Stored items from a collection
-- start --

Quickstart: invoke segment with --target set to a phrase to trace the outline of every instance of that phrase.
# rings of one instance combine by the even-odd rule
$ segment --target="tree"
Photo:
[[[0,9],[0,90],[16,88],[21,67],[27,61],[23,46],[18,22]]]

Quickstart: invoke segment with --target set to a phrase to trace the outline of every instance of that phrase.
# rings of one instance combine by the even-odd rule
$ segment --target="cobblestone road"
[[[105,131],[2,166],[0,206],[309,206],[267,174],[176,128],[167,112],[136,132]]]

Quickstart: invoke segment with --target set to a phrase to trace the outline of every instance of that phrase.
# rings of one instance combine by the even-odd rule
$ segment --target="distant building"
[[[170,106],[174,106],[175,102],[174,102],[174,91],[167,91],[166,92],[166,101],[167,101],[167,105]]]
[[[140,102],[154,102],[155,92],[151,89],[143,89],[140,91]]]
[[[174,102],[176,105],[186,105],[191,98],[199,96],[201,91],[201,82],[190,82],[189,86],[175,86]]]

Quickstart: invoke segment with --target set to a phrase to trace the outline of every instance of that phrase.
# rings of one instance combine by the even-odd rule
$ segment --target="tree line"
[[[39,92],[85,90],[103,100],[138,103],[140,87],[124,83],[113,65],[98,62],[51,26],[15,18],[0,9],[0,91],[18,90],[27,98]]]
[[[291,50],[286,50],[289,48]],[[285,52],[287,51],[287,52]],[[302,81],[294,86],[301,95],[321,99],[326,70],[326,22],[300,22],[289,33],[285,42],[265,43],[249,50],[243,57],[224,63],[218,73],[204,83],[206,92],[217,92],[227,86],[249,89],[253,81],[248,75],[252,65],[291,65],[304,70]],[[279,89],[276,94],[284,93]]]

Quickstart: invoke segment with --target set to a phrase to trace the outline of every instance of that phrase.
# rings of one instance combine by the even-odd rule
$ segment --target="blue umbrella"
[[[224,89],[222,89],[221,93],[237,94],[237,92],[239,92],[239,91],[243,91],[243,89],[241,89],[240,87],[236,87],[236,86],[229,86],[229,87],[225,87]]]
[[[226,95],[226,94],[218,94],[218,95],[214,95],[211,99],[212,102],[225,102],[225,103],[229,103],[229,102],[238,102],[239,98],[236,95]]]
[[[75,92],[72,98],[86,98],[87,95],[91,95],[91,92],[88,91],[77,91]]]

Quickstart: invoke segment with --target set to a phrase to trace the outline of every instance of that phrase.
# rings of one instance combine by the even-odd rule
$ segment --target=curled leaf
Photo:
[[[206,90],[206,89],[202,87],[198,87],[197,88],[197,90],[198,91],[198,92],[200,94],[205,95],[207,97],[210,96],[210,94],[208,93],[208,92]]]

-- end --

§ TASK DIRECTIONS
Can you rewrite all of the data above as a numbered list, leaving out the blank lines?

§ OUTPUT FOR THIS TASK
1. Quickstart: invoke segment with --target set to a phrase to trace the outline of every instance of that phrase.
2. # rings of one instance combine by the even-odd rule
3. $ segment --target="tree"
4. Photo:
5. [[[0,9],[0,90],[16,88],[21,67],[27,61],[23,46],[18,22]]]
6. Quickstart: invoke segment with --target set to a phrase to trace the outline of every instance of that phrase.
7. # rings of one instance combine by the even-odd rule
8. $ segment --target="cobblestone road"
9. [[[105,131],[2,166],[0,206],[309,206],[267,174],[176,128],[167,112],[136,132]]]
10. Quickstart: invoke segment with --target set to a phrase to trace the outline of every instance of that phrase.
11. # rings of one instance combine by the even-odd rule
12. $ segment --target="distant building"
13. [[[170,106],[174,106],[175,102],[174,102],[174,91],[167,91],[166,92],[166,101],[167,101],[167,105]]]
14. [[[140,102],[154,102],[155,92],[151,89],[143,89],[140,91]]]
15. [[[174,102],[176,105],[186,105],[191,98],[199,96],[201,91],[201,82],[190,82],[189,86],[175,86]]]
16. Quickstart: invoke segment with --target set to a phrase to trace the outline of every instance of that phrase.
17. # rings of one instance combine by the even-odd rule
18. $ segment --target="tree line"
19. [[[39,92],[85,90],[103,100],[138,103],[140,87],[124,83],[113,65],[98,62],[51,26],[15,18],[0,9],[0,91],[18,90],[27,98]]]
20. [[[291,50],[286,50],[289,48]],[[285,52],[287,51],[287,52]],[[302,81],[294,86],[301,95],[321,99],[326,70],[326,22],[300,22],[289,33],[285,42],[265,43],[249,50],[243,57],[224,63],[218,73],[204,83],[206,92],[217,92],[227,86],[249,89],[253,81],[248,75],[252,65],[291,65],[304,70]],[[279,89],[276,94],[284,93]]]
21. Quickstart: invoke segment with --target set to a phrase to trace the outline of every instance of that phrase.
22. # rings of one instance combine by the even-odd rule
23. $ segment --target="blue umbrella"
24. [[[224,89],[222,89],[221,93],[237,94],[237,92],[239,92],[239,91],[243,91],[243,89],[241,89],[240,87],[236,87],[236,86],[229,86],[229,87],[225,87]]]
25. [[[226,95],[226,94],[218,94],[218,95],[214,95],[211,99],[212,102],[225,102],[225,103],[229,103],[229,102],[238,102],[239,98],[236,95]]]
26. [[[75,92],[72,98],[86,98],[87,95],[91,95],[91,92],[88,91],[77,91]]]
27. Quickstart: invoke segment with --target set to a phrase to trace the outline of every instance of that phrase.
28. # rings of one instance combine by the even-odd rule
29. $ segment --target=curled leaf
30. Photo:
31. [[[206,90],[206,89],[202,87],[198,87],[197,88],[197,90],[198,91],[198,92],[200,94],[205,95],[207,97],[210,96],[210,94],[208,93],[208,92]]]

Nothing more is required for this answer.